Daily News :: 11.11.08–11.12.08
In art, antiques, and collectibles headlines: A legal dispute over the work of outsider artist Martin Ramirez, Damien Hirst’s unlikely new subject, another lackluster sale at Sotheby’s and a Canadian raising money to purchase his father’s WWII medals. Also: Ireland’s most famous cathedral sells its clock, and the Little Mermaid finds herself in the middle of controversy.
From The Guardian (UK):
Family fight to win back art of ‘insane’ genius
A dispute over the legal ownership of works by late artist Martin Ramirez has emerged as his works continue to be popular with collectors and attract high bidders at auction well after his death in 1963. Long ignored by the powers-that-be in the art world, Ramirez is now perhaps the best-known “outsider” artist. He suffered from metal illness for most of his life and created art while in mental hospitals. Ramirez gave away the majority of his paintings while a patient. The artist’s family halted a sale of his work at Sotheby’s recently and still contends that because of his mental illness, Ramirez was not legally competent to give away his art—thus, his collection belongs to them.
From The Guardian (UK):
Sienna Miller smokes, cries and smears herself in blood in Hirst’s macabre video
Sienna Miller has little in common with diamond-encrusted skulls and embalmed sharks, but she’s the latest to take direction from artist Damien Hirst. The British actress appears in a music video for a band called the Hours, and Hirst, a friend of the band, served as art director. The Guardian has a clip of the video, which includes Miller smearing herself with cow’s blood. Yummy.

* [DATA EXCERPTS]
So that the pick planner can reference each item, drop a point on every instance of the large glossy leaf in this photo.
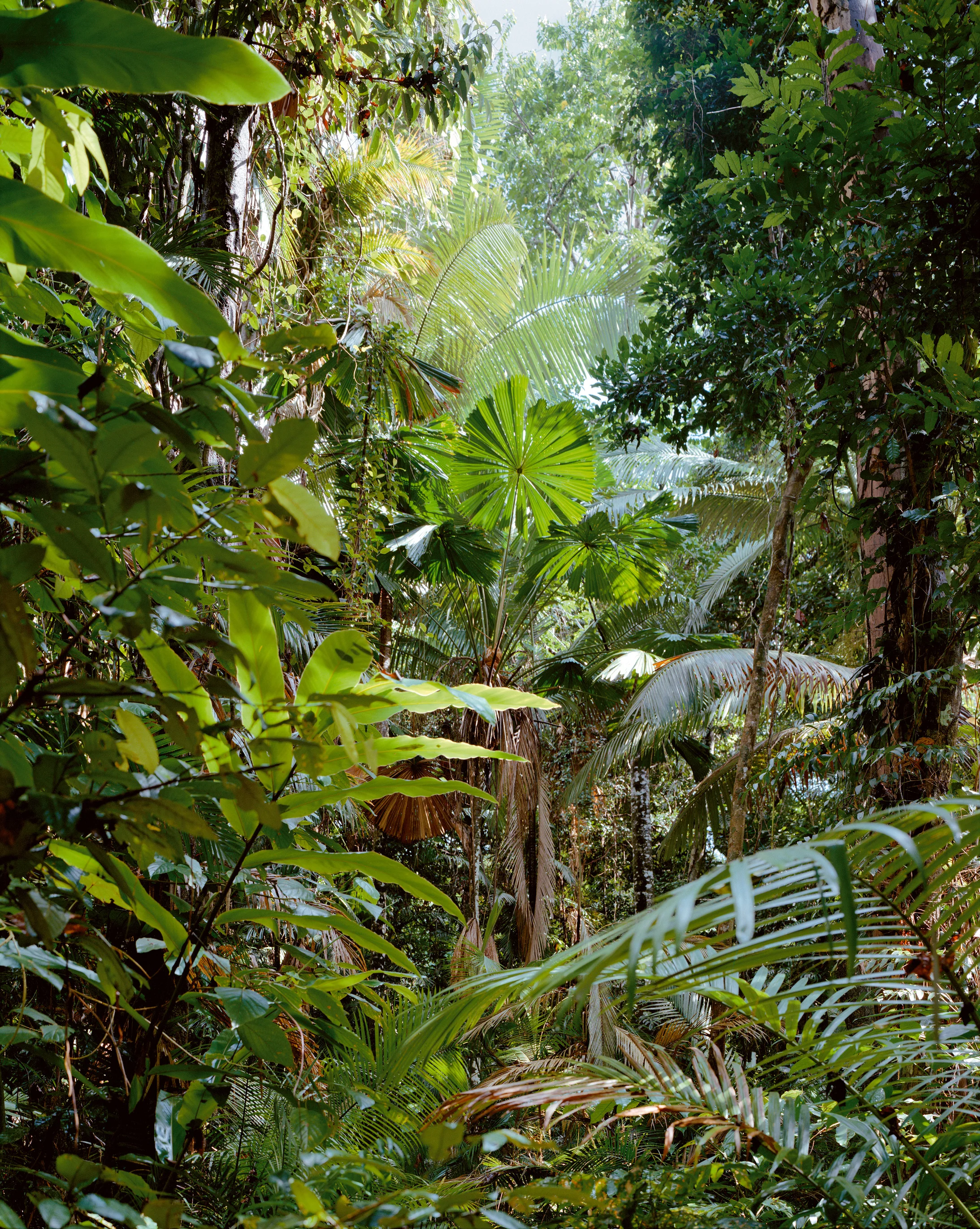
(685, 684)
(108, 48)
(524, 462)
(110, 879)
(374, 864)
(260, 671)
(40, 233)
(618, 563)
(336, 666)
---
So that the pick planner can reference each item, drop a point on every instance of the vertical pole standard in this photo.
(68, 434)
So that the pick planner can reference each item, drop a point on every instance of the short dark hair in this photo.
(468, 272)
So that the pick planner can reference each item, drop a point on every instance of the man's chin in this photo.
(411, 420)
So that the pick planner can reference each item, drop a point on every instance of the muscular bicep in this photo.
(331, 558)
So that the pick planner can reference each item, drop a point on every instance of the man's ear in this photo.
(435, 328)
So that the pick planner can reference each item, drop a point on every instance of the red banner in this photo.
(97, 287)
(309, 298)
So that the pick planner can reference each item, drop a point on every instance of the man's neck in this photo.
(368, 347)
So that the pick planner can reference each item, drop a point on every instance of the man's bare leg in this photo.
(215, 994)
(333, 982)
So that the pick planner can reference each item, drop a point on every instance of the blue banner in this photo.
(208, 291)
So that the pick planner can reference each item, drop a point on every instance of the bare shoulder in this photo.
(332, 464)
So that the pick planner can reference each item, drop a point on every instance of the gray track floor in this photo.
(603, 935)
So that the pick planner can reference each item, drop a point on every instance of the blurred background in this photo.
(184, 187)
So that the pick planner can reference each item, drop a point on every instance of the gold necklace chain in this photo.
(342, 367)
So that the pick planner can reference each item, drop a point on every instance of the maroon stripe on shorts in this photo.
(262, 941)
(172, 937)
* * *
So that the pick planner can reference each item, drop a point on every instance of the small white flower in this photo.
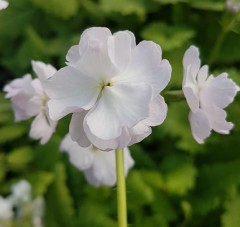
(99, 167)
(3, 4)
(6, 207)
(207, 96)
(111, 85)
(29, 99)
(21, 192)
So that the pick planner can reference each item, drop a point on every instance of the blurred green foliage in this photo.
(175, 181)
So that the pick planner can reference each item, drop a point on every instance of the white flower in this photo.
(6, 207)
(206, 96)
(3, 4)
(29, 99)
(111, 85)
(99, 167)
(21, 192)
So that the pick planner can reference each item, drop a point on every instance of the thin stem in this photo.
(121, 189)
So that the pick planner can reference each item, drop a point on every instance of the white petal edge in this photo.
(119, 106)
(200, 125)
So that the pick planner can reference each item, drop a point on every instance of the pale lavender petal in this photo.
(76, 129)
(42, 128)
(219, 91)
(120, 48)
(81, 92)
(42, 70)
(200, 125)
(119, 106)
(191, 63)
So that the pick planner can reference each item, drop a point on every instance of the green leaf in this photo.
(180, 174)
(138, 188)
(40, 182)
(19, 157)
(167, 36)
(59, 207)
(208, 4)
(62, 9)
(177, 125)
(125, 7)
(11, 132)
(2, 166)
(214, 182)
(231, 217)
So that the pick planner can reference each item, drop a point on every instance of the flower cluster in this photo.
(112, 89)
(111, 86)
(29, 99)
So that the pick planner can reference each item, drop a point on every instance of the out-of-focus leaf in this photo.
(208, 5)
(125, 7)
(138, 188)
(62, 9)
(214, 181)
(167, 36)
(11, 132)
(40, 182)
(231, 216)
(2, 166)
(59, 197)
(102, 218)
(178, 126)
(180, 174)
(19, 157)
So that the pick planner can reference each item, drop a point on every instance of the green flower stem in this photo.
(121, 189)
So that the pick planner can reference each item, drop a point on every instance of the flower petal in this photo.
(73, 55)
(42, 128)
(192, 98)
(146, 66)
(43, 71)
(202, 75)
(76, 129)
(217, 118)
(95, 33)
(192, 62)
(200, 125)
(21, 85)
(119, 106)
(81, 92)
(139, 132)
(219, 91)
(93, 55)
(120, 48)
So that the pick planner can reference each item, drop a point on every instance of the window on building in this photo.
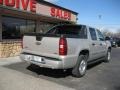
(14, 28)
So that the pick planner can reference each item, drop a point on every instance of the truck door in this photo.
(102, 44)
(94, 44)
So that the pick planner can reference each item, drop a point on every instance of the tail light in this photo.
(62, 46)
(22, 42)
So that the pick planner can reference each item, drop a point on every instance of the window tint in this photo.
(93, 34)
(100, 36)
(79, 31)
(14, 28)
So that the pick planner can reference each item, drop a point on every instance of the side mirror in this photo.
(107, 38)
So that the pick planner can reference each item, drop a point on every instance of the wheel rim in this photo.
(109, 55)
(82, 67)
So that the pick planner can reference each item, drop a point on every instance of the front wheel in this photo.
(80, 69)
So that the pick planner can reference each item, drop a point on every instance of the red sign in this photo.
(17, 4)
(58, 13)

* [REQUIREMENT]
Decide whether each statement below agrees with the news roundup, answering yes or no and quoting the words of the roundup that decide it. 1. Martin Ramirez died in 1963. 2. Sienna Miller is an American actress. 3. Ramirez's family halted a sale of his work at Christie's.

* [RESULT FOR THIS TASK]
1. Yes: "well after his death in 1963"
2. No: "The British actress appears in a music video"
3. No: "The artist’s family halted a sale of his work at Sotheby’s recently"